[PROBLEM DETAILS] If a line in the data below contains "beard", copy it.

○ ○ ○ ○

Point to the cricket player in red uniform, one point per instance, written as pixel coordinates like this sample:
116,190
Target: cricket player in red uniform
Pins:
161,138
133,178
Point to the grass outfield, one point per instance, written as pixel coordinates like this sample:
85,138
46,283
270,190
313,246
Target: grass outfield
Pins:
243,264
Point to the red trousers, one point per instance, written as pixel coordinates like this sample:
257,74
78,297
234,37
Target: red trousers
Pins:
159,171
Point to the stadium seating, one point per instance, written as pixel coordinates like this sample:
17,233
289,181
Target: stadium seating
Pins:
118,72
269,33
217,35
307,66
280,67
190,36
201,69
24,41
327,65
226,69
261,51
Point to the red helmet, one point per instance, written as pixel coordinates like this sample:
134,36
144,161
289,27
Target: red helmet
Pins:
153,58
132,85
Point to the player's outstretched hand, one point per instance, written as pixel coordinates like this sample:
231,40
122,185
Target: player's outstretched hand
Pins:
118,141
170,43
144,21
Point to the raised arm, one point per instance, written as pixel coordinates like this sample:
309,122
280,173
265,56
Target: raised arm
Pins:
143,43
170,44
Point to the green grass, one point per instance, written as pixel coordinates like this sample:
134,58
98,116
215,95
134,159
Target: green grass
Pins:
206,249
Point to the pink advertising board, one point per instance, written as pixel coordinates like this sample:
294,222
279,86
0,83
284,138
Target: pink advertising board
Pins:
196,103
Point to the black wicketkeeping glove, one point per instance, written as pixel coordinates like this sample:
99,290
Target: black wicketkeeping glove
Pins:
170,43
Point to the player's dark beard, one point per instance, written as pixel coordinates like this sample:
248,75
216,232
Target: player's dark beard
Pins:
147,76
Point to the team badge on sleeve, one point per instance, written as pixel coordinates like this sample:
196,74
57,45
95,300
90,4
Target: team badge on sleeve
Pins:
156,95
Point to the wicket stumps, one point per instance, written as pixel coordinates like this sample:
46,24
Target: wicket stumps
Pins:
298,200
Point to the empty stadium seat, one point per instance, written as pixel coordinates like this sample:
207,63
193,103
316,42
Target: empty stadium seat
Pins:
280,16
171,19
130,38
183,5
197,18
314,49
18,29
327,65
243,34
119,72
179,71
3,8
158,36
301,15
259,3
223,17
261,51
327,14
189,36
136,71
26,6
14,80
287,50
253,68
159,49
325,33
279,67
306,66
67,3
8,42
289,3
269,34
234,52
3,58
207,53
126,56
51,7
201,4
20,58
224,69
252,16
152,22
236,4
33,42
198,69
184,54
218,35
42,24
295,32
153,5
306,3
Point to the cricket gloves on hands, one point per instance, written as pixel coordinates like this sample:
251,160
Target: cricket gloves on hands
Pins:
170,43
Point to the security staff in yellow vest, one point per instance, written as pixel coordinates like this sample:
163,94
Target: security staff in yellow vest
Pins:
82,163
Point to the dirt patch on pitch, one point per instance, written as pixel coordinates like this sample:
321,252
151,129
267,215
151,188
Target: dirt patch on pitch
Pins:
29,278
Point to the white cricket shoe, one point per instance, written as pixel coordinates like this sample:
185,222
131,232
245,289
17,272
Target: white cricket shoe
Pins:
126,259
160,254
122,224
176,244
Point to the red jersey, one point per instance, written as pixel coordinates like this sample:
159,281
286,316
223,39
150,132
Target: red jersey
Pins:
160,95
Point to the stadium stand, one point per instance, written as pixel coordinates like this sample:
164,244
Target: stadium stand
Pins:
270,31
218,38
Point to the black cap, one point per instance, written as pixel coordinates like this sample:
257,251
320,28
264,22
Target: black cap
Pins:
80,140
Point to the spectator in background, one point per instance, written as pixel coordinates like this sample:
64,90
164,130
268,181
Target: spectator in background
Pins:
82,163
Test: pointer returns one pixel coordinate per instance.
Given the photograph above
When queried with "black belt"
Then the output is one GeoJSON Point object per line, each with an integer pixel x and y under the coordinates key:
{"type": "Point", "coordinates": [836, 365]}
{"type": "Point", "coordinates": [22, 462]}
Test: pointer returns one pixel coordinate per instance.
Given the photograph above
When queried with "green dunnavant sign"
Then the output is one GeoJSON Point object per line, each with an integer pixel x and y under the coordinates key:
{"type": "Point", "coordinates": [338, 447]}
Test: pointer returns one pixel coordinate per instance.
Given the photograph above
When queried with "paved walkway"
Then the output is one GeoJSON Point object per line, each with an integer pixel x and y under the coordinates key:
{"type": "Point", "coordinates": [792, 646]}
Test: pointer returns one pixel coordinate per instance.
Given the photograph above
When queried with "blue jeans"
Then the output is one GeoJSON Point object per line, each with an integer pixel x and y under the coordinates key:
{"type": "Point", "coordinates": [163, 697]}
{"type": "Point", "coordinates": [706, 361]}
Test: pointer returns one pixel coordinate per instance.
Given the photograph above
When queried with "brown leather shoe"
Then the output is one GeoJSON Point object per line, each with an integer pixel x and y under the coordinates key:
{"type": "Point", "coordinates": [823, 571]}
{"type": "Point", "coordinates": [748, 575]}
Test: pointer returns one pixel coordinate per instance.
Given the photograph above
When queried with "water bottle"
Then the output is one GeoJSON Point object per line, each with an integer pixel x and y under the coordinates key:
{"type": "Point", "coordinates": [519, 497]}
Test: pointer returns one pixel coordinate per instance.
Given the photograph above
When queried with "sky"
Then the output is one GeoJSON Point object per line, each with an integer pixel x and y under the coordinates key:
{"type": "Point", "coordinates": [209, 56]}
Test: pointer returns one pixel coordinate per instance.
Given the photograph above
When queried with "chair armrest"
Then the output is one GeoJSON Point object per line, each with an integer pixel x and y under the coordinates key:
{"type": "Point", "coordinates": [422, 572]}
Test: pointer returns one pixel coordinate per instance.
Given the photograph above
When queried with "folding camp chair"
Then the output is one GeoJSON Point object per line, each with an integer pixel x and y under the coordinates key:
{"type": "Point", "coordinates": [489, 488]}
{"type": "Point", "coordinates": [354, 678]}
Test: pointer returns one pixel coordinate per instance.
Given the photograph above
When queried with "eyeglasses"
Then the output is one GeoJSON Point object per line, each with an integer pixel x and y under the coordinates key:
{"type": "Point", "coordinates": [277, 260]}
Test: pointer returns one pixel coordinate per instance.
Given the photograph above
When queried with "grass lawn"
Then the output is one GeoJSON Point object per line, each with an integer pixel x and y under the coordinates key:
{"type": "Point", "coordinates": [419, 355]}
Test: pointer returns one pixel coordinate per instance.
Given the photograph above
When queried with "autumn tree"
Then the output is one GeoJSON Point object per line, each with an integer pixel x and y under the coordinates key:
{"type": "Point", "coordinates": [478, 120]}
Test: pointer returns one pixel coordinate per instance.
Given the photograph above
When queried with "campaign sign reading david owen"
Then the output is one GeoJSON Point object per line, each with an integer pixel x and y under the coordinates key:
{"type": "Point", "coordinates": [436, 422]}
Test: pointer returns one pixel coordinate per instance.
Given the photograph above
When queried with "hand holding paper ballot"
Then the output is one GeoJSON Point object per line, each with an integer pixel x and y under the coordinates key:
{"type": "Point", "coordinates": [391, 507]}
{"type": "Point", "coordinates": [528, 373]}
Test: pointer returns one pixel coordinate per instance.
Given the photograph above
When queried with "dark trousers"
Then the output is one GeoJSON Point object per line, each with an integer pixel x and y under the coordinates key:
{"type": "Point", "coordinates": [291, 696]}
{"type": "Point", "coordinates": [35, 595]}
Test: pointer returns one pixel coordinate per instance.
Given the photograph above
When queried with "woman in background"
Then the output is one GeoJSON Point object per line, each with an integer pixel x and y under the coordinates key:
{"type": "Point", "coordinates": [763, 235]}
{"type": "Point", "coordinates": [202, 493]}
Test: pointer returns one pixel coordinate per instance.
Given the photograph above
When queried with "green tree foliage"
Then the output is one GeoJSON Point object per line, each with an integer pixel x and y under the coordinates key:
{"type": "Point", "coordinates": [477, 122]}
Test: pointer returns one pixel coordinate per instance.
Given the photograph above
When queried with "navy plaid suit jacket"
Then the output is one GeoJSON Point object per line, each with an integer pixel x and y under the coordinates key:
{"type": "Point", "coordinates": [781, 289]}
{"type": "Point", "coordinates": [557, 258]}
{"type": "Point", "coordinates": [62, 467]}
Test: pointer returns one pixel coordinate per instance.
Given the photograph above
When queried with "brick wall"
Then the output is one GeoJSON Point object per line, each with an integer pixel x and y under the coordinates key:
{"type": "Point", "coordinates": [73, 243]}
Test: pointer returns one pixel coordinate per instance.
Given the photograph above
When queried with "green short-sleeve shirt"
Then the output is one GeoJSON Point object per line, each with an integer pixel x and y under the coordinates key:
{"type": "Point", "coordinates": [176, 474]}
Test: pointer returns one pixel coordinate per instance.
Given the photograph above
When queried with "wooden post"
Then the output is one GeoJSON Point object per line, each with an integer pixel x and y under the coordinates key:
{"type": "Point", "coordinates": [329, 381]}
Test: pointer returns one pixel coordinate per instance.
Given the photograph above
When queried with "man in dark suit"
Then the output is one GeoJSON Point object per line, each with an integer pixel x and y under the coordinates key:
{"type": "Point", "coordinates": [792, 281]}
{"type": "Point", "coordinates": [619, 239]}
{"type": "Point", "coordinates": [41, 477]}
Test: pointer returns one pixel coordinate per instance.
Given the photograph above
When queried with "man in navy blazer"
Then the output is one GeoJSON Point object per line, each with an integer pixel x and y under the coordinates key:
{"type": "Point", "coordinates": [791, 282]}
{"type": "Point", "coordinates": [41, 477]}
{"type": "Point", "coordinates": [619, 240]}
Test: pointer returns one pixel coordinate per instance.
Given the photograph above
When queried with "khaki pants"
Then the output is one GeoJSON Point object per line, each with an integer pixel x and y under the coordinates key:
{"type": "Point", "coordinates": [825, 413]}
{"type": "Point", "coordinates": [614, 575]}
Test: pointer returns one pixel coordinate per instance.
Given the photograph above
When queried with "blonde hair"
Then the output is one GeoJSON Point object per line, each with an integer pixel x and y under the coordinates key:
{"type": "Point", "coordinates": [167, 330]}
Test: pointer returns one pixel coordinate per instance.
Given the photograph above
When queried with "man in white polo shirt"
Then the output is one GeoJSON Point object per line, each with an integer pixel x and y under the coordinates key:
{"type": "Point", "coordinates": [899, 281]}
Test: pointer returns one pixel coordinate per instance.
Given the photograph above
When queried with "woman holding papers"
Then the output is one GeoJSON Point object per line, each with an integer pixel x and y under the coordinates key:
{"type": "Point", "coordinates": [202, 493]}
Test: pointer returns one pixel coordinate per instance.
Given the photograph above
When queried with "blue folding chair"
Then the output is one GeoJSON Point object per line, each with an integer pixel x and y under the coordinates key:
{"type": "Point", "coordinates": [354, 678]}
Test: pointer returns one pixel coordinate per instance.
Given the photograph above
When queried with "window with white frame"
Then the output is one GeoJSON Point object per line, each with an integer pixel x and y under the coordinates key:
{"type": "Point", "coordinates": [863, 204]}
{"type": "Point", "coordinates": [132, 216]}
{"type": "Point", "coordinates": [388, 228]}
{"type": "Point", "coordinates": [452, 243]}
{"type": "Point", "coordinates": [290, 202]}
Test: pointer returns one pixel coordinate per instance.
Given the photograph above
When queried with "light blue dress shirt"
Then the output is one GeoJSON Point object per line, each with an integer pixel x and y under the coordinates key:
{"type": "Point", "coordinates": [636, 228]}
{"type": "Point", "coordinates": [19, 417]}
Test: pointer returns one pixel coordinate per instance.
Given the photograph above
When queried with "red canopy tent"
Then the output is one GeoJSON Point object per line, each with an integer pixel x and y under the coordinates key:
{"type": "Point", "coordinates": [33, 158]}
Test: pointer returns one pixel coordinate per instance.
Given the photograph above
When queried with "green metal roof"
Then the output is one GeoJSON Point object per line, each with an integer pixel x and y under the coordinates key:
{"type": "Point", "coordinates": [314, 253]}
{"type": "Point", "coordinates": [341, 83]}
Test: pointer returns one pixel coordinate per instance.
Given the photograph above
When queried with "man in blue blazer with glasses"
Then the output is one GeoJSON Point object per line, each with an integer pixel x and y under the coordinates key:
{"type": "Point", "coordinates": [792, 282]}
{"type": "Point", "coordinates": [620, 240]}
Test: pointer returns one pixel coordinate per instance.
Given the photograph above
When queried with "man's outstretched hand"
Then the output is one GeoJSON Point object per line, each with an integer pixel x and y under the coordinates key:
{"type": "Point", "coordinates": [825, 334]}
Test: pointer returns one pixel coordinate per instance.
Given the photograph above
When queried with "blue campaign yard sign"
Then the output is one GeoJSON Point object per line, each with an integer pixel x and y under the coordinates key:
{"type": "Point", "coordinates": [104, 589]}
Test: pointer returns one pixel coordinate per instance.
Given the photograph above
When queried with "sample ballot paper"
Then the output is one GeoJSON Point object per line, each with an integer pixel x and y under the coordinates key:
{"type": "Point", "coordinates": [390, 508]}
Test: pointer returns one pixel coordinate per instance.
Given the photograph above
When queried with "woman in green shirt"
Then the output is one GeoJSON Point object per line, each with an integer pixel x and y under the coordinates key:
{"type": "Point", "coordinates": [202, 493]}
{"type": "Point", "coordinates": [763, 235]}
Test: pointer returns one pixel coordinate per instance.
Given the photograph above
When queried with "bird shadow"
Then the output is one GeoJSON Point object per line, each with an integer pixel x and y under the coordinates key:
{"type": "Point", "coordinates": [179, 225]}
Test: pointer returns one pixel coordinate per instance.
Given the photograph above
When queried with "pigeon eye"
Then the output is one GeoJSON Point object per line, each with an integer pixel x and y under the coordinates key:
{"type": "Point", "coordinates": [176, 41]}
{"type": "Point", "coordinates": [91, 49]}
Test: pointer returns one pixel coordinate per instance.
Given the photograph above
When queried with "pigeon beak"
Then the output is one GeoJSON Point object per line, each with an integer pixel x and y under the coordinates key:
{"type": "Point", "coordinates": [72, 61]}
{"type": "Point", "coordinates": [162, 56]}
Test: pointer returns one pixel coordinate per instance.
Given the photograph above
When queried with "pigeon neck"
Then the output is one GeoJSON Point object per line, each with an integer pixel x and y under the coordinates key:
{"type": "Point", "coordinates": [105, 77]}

○ ○ ○ ○

[WRITTEN RESPONSE]
Point to the player's dark beard, one point per instance, written as pixel coordinates like this sample:
Target: player's dark beard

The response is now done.